■ Task description
Your copy must start with the line containing "the tree in" and end with the last line of the entries, matching them exactly and leaving out every picture.

Dataset excerpts
______

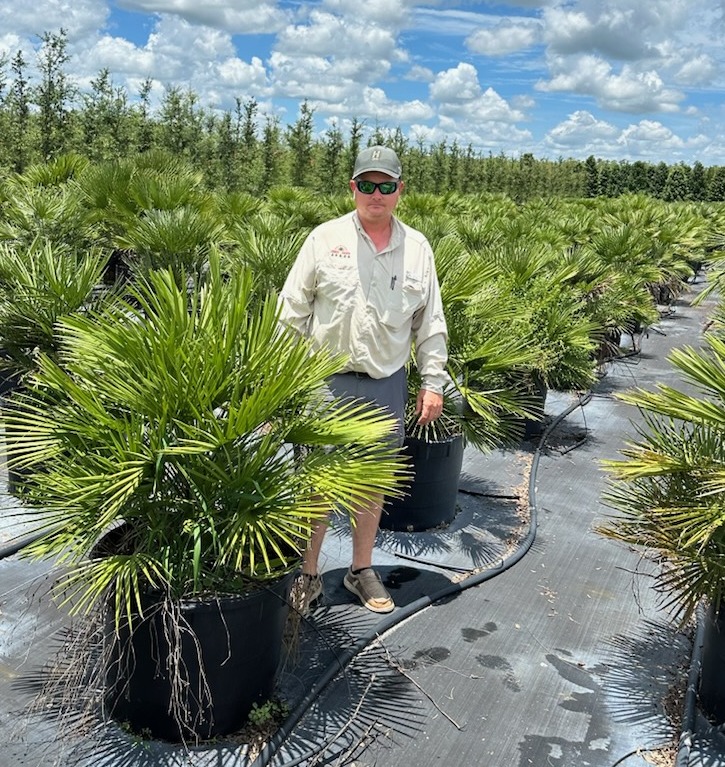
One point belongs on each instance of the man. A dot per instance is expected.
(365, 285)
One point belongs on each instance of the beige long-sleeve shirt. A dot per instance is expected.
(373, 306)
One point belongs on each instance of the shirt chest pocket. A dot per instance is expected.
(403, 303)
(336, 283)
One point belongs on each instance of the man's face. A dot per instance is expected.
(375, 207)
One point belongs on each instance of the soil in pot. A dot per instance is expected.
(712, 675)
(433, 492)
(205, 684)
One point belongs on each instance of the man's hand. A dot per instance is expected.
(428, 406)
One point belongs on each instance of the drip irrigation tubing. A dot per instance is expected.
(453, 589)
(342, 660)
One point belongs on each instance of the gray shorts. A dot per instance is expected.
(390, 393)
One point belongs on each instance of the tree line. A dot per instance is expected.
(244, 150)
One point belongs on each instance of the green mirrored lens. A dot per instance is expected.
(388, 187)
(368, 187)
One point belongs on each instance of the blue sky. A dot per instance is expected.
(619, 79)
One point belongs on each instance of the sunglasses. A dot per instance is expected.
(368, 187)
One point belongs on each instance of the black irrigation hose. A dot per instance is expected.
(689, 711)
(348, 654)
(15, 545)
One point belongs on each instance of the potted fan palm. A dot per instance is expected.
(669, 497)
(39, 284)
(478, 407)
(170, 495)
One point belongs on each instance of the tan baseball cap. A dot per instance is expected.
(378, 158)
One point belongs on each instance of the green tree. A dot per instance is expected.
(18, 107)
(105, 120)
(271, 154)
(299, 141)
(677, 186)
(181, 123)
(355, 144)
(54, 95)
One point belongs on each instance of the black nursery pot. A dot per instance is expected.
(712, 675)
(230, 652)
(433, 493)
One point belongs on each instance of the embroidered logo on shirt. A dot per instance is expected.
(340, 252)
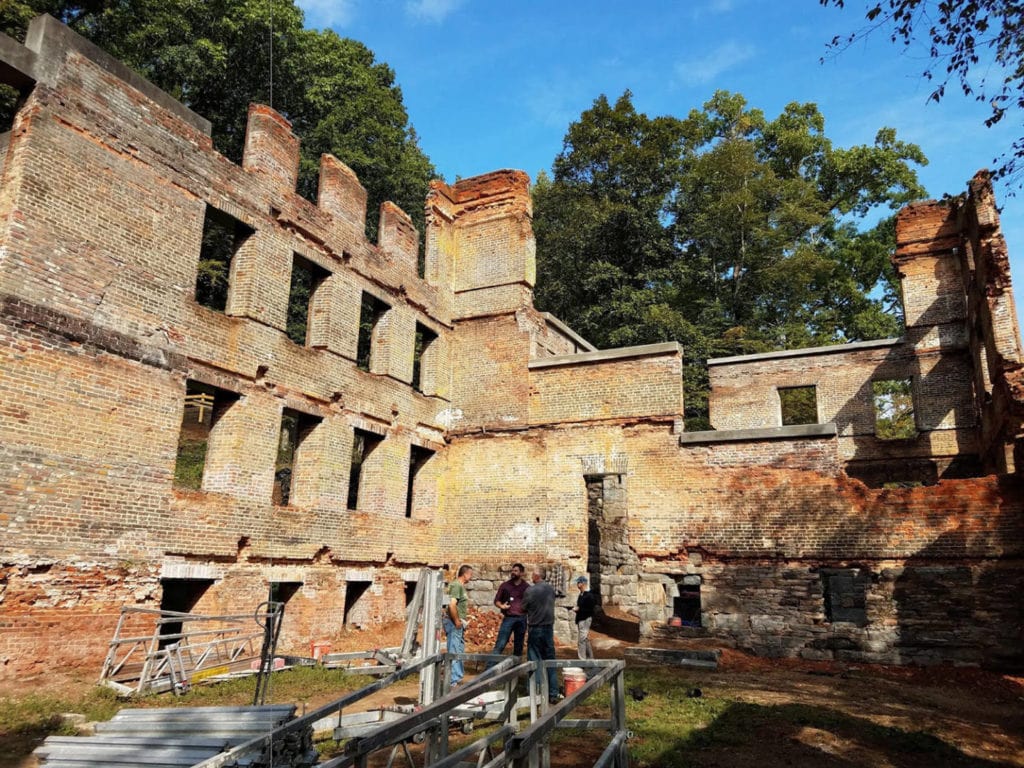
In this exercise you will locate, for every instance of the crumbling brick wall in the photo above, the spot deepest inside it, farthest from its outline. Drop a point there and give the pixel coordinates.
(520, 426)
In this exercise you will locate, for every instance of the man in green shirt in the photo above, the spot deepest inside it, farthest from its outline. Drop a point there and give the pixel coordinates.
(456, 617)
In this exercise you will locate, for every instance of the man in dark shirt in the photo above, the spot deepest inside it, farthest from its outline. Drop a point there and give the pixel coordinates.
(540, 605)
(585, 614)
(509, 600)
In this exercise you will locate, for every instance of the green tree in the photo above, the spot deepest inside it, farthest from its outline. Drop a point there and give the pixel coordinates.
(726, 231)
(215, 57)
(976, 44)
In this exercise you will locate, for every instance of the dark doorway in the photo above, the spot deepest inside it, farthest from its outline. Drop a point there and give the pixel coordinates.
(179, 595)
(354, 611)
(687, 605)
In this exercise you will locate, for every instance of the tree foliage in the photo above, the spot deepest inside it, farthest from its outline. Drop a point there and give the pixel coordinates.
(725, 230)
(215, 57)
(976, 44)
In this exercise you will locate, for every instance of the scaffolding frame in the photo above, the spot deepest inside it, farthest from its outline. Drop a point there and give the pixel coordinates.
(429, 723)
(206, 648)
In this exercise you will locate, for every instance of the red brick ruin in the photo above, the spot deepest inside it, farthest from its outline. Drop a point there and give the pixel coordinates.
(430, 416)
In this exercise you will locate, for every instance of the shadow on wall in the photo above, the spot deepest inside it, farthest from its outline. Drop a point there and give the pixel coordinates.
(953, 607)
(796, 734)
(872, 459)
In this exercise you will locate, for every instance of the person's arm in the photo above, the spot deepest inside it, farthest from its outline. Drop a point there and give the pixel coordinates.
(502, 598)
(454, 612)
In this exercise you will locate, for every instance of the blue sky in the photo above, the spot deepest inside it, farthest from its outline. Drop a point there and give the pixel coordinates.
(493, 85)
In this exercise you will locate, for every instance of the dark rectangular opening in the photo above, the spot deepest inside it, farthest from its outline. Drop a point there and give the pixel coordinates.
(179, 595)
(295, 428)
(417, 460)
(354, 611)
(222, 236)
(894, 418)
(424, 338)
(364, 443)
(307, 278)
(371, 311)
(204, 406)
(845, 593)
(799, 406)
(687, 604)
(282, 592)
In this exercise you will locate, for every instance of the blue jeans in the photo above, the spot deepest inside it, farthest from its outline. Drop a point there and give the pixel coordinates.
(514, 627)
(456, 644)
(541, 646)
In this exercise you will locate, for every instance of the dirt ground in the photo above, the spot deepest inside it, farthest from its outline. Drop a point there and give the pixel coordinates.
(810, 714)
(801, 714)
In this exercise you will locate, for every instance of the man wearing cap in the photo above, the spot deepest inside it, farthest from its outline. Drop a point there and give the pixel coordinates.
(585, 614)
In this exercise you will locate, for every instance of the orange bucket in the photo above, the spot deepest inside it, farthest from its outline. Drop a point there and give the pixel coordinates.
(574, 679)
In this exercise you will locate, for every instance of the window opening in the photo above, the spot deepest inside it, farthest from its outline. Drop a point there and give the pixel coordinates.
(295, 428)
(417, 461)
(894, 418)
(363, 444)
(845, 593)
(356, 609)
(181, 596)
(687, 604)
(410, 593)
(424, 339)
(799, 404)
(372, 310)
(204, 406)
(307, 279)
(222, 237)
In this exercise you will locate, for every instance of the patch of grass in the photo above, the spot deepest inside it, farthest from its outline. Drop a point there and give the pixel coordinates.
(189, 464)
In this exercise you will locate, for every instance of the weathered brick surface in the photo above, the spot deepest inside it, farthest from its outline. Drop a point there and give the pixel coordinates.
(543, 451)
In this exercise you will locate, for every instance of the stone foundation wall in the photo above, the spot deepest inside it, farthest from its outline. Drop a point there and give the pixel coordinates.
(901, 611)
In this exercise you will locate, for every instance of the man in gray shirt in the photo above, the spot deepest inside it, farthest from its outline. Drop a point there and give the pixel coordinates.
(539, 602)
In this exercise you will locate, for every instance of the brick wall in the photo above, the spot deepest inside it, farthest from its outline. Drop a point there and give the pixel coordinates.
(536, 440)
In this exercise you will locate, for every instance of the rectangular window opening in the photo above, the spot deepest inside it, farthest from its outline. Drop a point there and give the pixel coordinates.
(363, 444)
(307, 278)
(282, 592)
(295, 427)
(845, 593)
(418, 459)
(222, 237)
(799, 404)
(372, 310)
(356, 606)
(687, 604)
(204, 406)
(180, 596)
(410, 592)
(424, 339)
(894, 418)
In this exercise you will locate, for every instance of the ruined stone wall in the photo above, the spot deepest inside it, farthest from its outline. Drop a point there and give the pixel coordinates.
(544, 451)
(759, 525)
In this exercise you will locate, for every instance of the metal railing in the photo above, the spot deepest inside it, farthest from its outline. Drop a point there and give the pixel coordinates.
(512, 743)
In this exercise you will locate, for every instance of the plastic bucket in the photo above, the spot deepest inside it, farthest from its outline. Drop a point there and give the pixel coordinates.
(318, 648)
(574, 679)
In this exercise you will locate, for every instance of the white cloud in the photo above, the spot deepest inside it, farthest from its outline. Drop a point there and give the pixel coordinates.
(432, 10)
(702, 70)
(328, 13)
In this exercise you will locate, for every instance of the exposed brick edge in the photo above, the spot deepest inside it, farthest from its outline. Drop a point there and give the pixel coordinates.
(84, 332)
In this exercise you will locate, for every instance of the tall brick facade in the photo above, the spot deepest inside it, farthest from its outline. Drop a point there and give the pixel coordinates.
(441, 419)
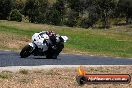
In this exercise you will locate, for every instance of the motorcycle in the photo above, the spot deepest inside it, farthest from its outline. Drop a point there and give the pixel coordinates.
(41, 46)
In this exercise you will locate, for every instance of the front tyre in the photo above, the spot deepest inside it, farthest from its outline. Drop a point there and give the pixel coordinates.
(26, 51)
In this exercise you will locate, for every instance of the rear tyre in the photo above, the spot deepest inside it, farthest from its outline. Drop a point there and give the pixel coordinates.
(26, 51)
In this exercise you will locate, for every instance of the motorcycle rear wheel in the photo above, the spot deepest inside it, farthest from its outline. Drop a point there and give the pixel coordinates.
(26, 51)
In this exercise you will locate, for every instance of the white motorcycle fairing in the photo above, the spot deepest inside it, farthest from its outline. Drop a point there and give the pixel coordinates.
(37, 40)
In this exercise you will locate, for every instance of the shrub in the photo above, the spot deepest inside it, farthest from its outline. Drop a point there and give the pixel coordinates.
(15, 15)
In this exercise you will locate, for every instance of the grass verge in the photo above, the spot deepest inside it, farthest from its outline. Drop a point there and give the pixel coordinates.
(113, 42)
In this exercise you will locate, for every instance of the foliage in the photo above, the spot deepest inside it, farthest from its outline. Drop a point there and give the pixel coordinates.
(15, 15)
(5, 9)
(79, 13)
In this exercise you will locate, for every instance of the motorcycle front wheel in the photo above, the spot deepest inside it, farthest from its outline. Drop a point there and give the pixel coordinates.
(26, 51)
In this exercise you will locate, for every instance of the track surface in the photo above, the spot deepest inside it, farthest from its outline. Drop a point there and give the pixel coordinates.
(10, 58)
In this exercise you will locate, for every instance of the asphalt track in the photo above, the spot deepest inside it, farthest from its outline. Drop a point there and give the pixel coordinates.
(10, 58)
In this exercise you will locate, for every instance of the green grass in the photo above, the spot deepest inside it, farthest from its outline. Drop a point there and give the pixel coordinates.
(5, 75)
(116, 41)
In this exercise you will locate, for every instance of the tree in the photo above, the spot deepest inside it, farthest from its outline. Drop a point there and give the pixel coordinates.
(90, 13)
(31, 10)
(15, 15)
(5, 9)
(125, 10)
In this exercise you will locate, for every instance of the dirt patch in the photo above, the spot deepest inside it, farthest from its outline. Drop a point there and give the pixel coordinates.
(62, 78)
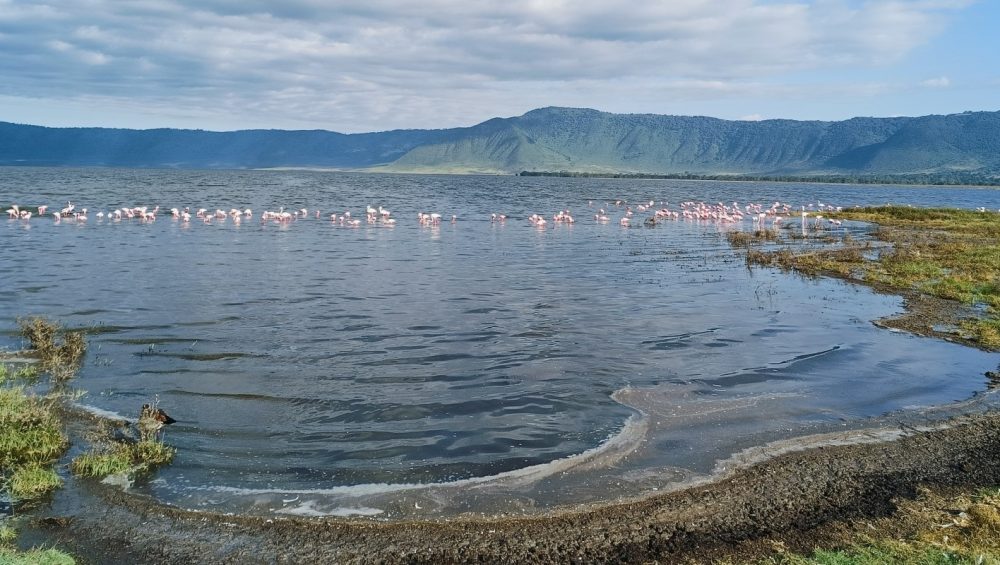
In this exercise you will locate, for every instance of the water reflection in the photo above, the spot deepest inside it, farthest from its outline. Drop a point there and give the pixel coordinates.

______

■ Output of the exercise
In this exercise you will locate, for every instance of the tree in the photo above, the spot deepest inside it, farthest from its outline. Drop a point there and give the pixel coordinates.
(90, 13)
(31, 10)
(15, 15)
(5, 9)
(125, 10)
In this exercise you will locate, for every instance of the dirt patch in the photo above, the spot deepest inside it, farthest from its outline. Drop a point there and give the pixel coordinates.
(62, 78)
In this exercise you will locate, for every instance of the water reflection in the photo above, the spot deepest inside it, farthest from its outline. Drop a point there and give the pixel coordinates.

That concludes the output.